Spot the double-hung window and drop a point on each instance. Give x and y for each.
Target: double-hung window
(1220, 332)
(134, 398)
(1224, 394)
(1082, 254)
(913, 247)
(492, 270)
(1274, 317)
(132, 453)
..........
Please format every line of the data above as a JSON list of strings, one string per line, leaving out blank lines.

Final answer:
[
  "Spot the double-hung window and drop a point on each instance. Give x and y for each.",
  "Target: double-hung window",
  "(1220, 332)",
  "(134, 398)",
  "(1224, 394)",
  "(1082, 254)",
  "(913, 247)",
  "(492, 270)",
  "(1274, 317)",
  "(132, 453)"
]